* Begin Supplied information *

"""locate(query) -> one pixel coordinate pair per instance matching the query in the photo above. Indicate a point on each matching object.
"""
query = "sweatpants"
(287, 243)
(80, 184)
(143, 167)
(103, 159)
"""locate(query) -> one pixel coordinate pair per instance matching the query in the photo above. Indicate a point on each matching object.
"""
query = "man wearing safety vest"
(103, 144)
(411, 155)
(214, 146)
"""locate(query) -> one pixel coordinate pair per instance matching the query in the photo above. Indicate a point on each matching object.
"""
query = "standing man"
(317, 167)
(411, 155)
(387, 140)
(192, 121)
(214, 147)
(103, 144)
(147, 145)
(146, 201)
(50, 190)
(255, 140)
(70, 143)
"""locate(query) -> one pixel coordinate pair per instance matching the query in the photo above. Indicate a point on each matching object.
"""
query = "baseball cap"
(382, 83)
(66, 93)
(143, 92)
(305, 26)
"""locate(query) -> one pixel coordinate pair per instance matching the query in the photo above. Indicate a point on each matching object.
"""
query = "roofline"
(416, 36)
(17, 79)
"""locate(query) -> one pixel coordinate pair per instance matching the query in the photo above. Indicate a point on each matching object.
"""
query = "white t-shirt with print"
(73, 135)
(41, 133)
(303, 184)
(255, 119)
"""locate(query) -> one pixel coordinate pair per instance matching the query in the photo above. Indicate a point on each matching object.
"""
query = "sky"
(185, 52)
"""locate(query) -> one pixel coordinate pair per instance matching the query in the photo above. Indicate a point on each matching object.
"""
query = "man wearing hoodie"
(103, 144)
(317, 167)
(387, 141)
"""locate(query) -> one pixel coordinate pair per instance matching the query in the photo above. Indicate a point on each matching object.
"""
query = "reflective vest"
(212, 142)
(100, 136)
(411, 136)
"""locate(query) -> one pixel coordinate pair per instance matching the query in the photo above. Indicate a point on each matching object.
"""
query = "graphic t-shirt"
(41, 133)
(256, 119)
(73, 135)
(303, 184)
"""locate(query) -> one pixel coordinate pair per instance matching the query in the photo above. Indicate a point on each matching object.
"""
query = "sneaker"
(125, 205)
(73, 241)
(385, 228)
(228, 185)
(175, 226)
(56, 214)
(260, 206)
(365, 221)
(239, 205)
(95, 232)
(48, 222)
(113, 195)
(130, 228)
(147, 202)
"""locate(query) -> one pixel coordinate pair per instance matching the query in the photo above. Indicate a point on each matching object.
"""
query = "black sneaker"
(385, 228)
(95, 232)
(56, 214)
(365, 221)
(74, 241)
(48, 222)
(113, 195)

* End Supplied information *
* Begin Supplied information *

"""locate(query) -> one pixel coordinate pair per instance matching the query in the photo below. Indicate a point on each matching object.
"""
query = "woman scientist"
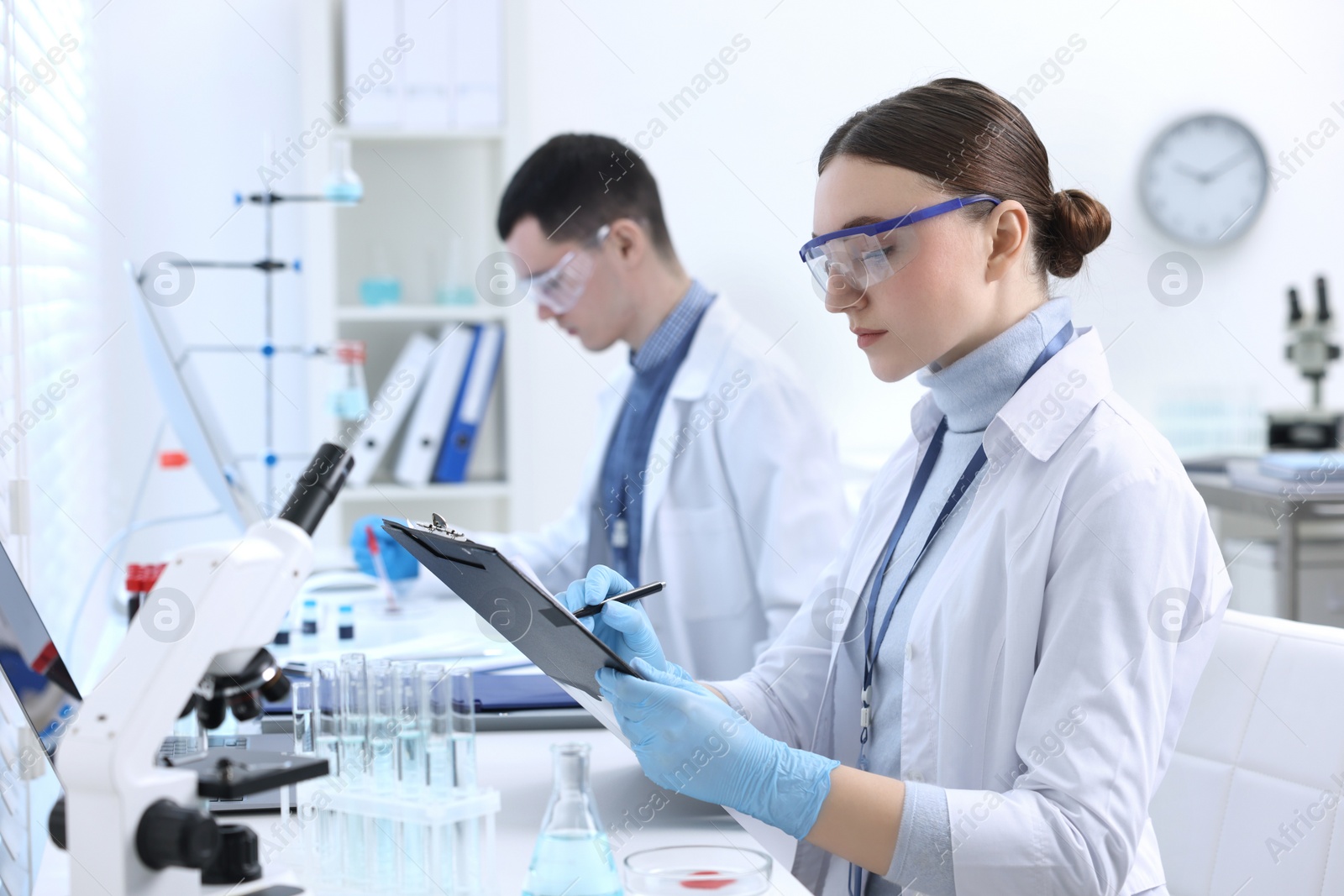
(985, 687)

* End Supplied information *

Extract every line of the records above that contains the word "wearing", treating uppercase and lowercase letters as different.

**Answer to this problem**.
query = "man wearing safety vest"
query = "man wearing hoodie"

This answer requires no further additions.